• CHALLENGE:
Please find each line in the entries below that contains the word "leaf" and copy those lines.

• INPUT RECORDS:
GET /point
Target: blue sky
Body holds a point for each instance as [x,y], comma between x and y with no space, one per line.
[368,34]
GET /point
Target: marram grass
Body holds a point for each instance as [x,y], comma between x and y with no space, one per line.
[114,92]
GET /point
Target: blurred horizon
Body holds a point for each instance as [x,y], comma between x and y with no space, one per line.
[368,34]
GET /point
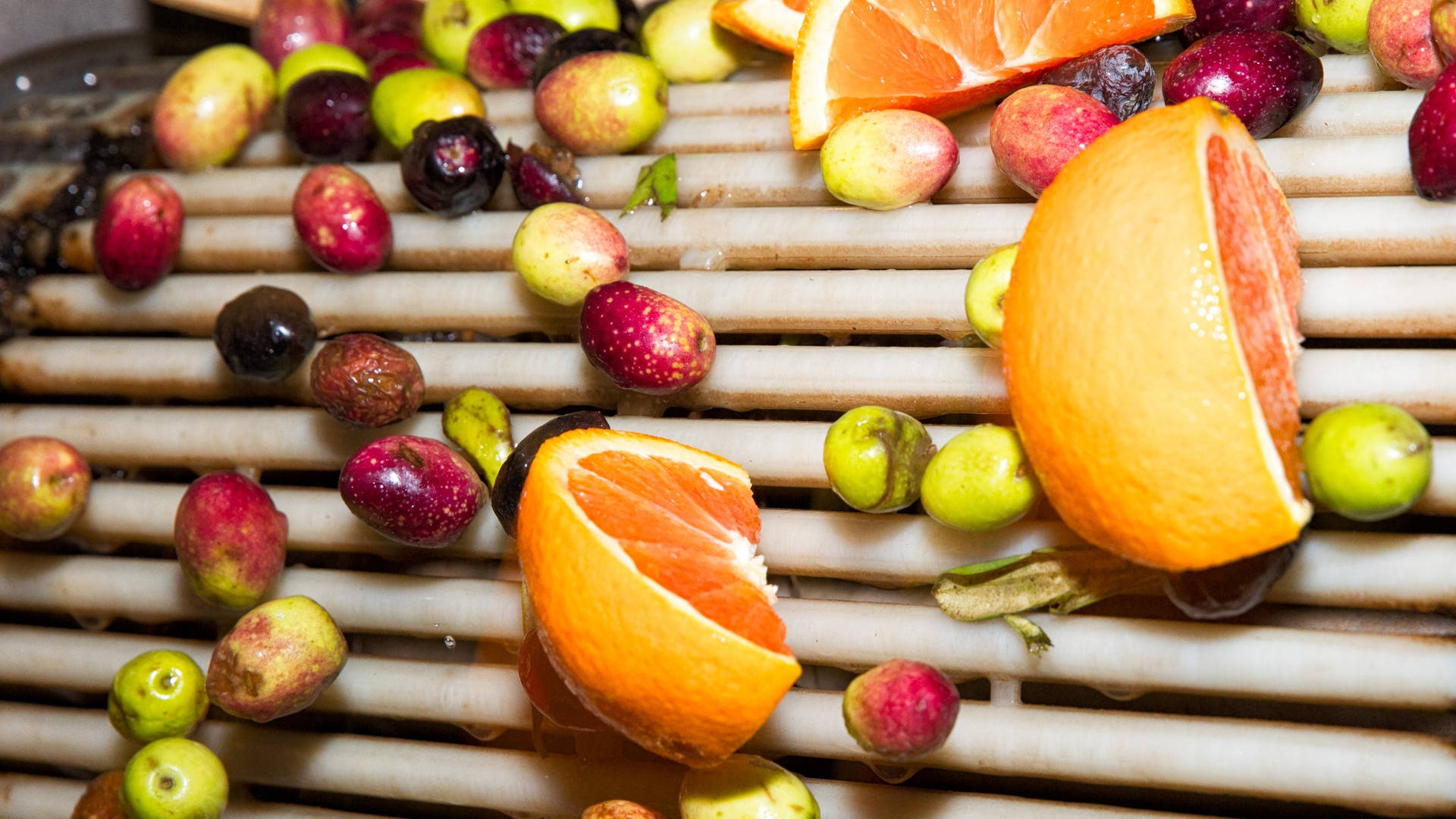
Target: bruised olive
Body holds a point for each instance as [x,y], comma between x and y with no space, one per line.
[265,333]
[506,496]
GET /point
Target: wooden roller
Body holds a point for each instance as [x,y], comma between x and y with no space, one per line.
[1338,302]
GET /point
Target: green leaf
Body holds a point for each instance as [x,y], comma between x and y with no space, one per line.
[657,184]
[1036,637]
[1060,579]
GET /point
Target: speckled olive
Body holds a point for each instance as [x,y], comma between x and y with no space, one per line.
[139,232]
[1038,129]
[1266,77]
[265,333]
[413,490]
[644,340]
[341,221]
[212,105]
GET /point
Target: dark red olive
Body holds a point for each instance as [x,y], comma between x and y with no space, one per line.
[327,117]
[541,175]
[1433,140]
[1225,15]
[1117,76]
[452,168]
[504,53]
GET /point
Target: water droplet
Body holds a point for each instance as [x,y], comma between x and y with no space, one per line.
[93,623]
[893,774]
[484,733]
[1122,695]
[704,259]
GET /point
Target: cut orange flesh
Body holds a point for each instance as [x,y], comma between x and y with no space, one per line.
[639,558]
[946,55]
[1149,343]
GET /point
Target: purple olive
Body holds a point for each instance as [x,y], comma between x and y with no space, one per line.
[579,42]
[413,490]
[327,117]
[504,53]
[264,334]
[1266,77]
[372,42]
[386,63]
[1223,15]
[506,494]
[1433,140]
[397,15]
[1117,76]
[452,168]
[541,175]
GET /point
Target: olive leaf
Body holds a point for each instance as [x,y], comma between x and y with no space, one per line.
[1060,579]
[657,183]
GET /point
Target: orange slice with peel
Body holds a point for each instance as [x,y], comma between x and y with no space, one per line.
[639,560]
[1149,343]
[772,24]
[948,55]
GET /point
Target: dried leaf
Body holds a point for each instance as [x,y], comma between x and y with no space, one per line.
[1036,637]
[1060,579]
[657,184]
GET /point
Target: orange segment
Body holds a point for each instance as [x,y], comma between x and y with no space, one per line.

• THE REPLY:
Target: green leaf
Target: olive leaf
Target: dried leaf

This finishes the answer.